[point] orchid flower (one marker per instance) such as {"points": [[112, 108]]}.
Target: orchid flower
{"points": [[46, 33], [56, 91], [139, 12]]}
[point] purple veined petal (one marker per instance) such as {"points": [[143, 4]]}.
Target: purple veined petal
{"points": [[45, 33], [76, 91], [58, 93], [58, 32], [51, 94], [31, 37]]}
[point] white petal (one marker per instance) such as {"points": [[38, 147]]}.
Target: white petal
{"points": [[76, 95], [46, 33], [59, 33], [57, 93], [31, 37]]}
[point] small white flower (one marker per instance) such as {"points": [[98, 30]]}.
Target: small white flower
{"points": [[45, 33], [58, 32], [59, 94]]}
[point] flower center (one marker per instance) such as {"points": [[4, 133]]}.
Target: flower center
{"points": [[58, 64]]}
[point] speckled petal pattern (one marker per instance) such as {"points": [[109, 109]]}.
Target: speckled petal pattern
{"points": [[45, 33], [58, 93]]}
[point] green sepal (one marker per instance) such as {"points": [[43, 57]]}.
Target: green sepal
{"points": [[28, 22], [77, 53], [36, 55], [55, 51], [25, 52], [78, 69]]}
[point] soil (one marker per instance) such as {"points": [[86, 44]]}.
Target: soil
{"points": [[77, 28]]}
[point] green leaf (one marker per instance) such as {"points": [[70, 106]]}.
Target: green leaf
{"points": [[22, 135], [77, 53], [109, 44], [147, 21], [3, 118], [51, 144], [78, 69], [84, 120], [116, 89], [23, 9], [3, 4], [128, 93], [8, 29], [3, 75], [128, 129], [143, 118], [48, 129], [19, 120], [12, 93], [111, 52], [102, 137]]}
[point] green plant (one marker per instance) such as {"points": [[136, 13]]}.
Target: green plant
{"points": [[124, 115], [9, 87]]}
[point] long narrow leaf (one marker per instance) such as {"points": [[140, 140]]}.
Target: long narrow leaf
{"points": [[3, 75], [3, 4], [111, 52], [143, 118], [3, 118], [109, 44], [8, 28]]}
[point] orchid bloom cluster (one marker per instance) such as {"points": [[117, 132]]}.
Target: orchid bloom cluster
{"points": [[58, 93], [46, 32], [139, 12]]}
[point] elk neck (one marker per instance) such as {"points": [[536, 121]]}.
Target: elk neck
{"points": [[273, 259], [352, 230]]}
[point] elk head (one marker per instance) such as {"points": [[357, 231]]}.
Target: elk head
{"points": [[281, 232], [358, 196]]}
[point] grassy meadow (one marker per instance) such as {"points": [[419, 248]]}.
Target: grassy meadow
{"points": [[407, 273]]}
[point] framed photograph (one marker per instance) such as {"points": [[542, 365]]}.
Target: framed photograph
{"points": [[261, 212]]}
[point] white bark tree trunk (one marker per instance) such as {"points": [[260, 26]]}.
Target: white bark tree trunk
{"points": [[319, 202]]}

(Your goal) Reproduce all the records precisely.

(Complete response)
[point] orchid flower (one marker per instance) such as {"points": [[112, 108]]}.
Target: orchid flower
{"points": [[46, 33], [56, 91], [139, 12]]}
[point] purple veined petal (one marker per instance) such as {"points": [[143, 4]]}.
Target: purple veined petal
{"points": [[45, 33], [76, 91], [58, 93], [58, 32], [51, 94], [31, 37]]}
[point] white petal (one marker per instance) such as {"points": [[38, 147]]}.
Target: white petal
{"points": [[76, 95], [46, 33], [59, 33], [57, 93], [31, 37]]}
[point] small white flower (one marker per instance) such as {"points": [[98, 30]]}.
Target: small white flower
{"points": [[45, 33], [58, 32], [59, 94]]}
[point] flower center (one marker per instance) such as {"points": [[4, 133]]}.
Target: flower center
{"points": [[58, 64]]}
[point] speckled petal pattern (one marker per instance) such as {"points": [[109, 109]]}.
Target: speckled petal pattern
{"points": [[45, 33], [58, 93]]}
[point] green sepal (one marker per instance) such as {"points": [[43, 57]]}.
Target: green sepal
{"points": [[28, 22], [77, 53], [36, 55], [55, 51], [25, 52], [78, 69]]}
[point] soil (one marker per instance) such as {"points": [[86, 44]]}.
Target: soil
{"points": [[77, 28]]}
[point] green leaf (one marker per instance) such as {"points": [[70, 106]]}.
Target: green leaf
{"points": [[22, 135], [77, 53], [109, 44], [147, 21], [3, 118], [51, 144], [78, 69], [84, 120], [116, 89], [23, 9], [3, 4], [128, 93], [8, 29], [3, 75], [128, 129], [143, 118], [48, 129], [19, 120], [12, 93], [111, 52], [102, 137]]}
[point] green plant (one marker per instance) such as {"points": [[136, 13]]}.
Target: green plant
{"points": [[124, 115], [9, 87]]}
[point] long narrow leaf (one marker per instance) such as {"points": [[140, 140]]}.
Target: long narrow leaf
{"points": [[3, 75], [3, 4], [111, 52], [143, 118], [3, 118], [109, 44], [8, 28]]}
[point] orchid bloom cluster (one marker per instance) such as {"points": [[117, 132]]}.
Target: orchid bloom cluster
{"points": [[58, 93], [46, 32], [139, 12]]}
[point] elk neck (one marker per instance) such as {"points": [[536, 121]]}.
Target: elk neck
{"points": [[273, 259], [352, 230]]}
[point] elk head (one marker per instance) such as {"points": [[357, 231]]}.
Target: elk head
{"points": [[281, 232], [358, 196]]}
[point] grassy meadow (one marker per instance) such as {"points": [[419, 248]]}.
Target: grassy meadow
{"points": [[407, 273]]}
[point] framed photograph (one marker per instance) such as {"points": [[542, 365]]}.
Target: framed photograph
{"points": [[261, 212]]}
[point] white bark tree trunk (one marker per instance) such as {"points": [[260, 26]]}.
Target: white bark tree trunk
{"points": [[319, 202]]}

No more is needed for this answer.